• **PROVIDED DATA**:
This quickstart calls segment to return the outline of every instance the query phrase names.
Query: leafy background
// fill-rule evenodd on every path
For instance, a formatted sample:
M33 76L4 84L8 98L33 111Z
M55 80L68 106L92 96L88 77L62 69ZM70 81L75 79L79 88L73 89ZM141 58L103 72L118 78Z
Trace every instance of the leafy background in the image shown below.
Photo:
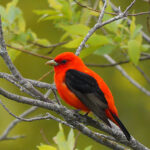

==

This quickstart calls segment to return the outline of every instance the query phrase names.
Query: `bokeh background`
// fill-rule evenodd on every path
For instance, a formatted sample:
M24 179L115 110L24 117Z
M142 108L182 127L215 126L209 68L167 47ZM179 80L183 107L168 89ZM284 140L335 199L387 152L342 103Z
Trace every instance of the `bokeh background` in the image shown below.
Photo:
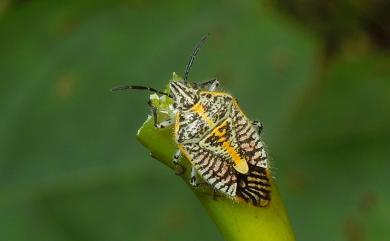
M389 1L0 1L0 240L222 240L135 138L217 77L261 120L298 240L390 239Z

• **TASK OBJECTIVE**: Search the material above for the word "Trace", then copy out each line that has it.

• **ANSWER TO THE EXERCISE**:
Trace every instance of the leafy background in the image shown below.
Trace every instance of the `bokeh background` in the image shown below.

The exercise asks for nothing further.